Each record below should be output verbatim, without pictures.

[DATASET]
::::

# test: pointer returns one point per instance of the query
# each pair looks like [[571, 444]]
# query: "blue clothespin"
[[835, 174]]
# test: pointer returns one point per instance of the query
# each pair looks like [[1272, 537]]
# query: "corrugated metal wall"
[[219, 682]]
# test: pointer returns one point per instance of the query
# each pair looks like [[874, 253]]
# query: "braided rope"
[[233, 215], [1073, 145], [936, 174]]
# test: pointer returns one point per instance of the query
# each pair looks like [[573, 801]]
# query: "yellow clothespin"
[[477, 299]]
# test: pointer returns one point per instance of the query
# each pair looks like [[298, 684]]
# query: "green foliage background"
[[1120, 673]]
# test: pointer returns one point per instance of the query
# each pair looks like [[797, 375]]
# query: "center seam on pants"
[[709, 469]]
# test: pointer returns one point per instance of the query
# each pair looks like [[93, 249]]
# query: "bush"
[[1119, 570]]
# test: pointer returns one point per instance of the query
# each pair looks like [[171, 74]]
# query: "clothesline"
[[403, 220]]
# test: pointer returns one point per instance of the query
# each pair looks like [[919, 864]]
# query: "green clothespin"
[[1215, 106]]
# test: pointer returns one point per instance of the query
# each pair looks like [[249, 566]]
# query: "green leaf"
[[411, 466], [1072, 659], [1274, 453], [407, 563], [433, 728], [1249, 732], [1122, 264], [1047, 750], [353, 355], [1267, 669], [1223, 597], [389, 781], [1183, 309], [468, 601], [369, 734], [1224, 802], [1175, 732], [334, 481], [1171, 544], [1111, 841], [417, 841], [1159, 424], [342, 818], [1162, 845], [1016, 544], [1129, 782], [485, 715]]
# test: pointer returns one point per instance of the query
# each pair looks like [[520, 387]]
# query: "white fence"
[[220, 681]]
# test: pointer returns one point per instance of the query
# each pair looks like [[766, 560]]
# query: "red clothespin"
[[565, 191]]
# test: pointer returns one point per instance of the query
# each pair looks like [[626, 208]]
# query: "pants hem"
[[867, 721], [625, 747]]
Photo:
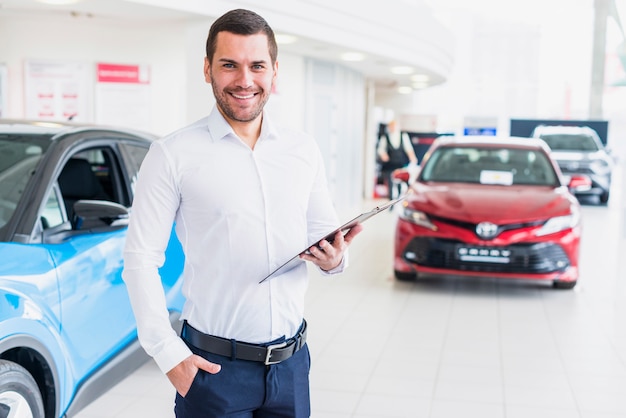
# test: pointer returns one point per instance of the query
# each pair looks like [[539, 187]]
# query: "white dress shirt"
[[239, 214]]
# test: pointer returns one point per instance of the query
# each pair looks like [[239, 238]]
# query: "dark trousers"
[[249, 389]]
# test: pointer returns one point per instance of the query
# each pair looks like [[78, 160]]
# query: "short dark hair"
[[241, 22]]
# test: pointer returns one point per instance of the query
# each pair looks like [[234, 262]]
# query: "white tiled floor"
[[452, 348]]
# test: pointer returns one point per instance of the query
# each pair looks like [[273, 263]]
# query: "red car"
[[489, 207]]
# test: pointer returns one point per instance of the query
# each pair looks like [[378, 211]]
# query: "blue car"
[[67, 331]]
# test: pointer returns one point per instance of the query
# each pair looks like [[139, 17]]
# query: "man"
[[244, 196]]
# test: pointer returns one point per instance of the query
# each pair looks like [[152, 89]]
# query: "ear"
[[207, 70], [274, 76]]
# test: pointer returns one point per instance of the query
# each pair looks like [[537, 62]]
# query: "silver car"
[[578, 150]]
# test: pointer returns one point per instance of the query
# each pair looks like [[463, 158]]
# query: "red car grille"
[[539, 258]]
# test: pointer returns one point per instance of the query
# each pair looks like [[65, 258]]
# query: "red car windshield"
[[500, 166]]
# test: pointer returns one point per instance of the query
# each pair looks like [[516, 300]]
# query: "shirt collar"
[[220, 129]]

::::

[EXERCISE OUTPUT]
# test: pointer returns one point per instance of the query
# each pair looks like [[571, 444]]
# query: "blue clothespin"
[[835, 174]]
# test: pointer returns one point per instance of the query
# each pair looks like [[1272, 537]]
# query: "corrugated metal wall"
[[219, 682]]
# test: pointer returns one point per instance of the query
# each pair looks like [[874, 253]]
# query: "braided rope"
[[233, 215], [1073, 145], [936, 174]]
# test: pointer returns one point per instance of the query
# each pair looks like [[573, 801]]
# query: "yellow clothespin"
[[477, 299]]
# test: pointer returns one point per instance of the query
# each pair looks like [[298, 684]]
# query: "green foliage background"
[[1120, 673]]
# test: pointer returns one point per instance of the query
# each pair looks like [[797, 375]]
# query: "center seam on pants"
[[709, 469]]
# test: pointer returns one point per instance of the query
# each pair looks like [[93, 249]]
# query: "bush"
[[1119, 570]]
# test: pointer returns one point per instance of the query
# each pair looks like [[171, 74]]
# query: "clothesline"
[[403, 220]]
# test: pointer returns one point per instance of the query
# each pair looks like [[919, 864]]
# query: "green clothespin"
[[1215, 106]]
# test: pointer returns one point per instance of the query
# each pair looks like [[249, 566]]
# query: "green leaf"
[[411, 466], [1072, 659], [1274, 453], [407, 563], [433, 728], [1249, 732], [1122, 264], [1047, 750], [353, 355], [1267, 669], [1223, 597], [389, 781], [1183, 309], [468, 601], [369, 734], [1224, 802], [1175, 732], [334, 481], [1171, 544], [1111, 841], [417, 841], [1159, 424], [342, 818], [1162, 845], [1016, 544], [1129, 782], [485, 715]]
# test: pointer returns one point per instance of the query
# each pair looks like [[520, 387]]
# query: "white fence"
[[220, 681]]
# test: pointer returns one point per instance of the query
# each pair looks like [[766, 560]]
# query: "red clothespin"
[[565, 191]]
# test: pointer returns one point per instance of the query
# each pair looks like [[626, 208]]
# query: "pants hem"
[[867, 721], [625, 747]]
Photo:
# test: pointer returns one point per instance of the query
# each pair looks like [[539, 187]]
# query: "white dress shirt"
[[239, 214]]
# test: pointer returns one point per instance of the query
# each pair looks like [[239, 238]]
# query: "dark trousers"
[[249, 389]]
# test: pointer returns one point per instance of the query
# each pair looks like [[78, 160]]
# query: "short dark hair"
[[241, 22]]
# test: pointer returns one point per instance of the query
# each pair looks like [[234, 262]]
# query: "white tiled floor"
[[452, 348]]
# test: pointer returns one point per instance of the query
# each pair looks like [[273, 263]]
# query: "red car"
[[489, 207]]
# test: pointer returns one point per instance of the query
# each pair looks like [[378, 211]]
# query: "blue car"
[[67, 331]]
# test: pointer returns one point per instance of the query
# each pair looks like [[139, 17]]
# query: "man"
[[244, 196]]
# test: pointer returns one point per instance of the query
# each pair looks like [[152, 89]]
# query: "ear"
[[207, 70], [274, 76]]
# test: pointer returns one point per instance of the query
# each pair looks like [[537, 62]]
# query: "silver car"
[[578, 150]]
# test: pointer returns one point per instance of the query
# each pair looks like [[463, 158]]
# query: "red car grille"
[[539, 258]]
# test: pointer returns one point per instance of the query
# each pair looks like [[65, 258]]
# query: "red car windshield"
[[500, 166]]
# test: pointer returns one point per instance of the query
# each pair looks like [[516, 300]]
# query: "shirt collar"
[[220, 129]]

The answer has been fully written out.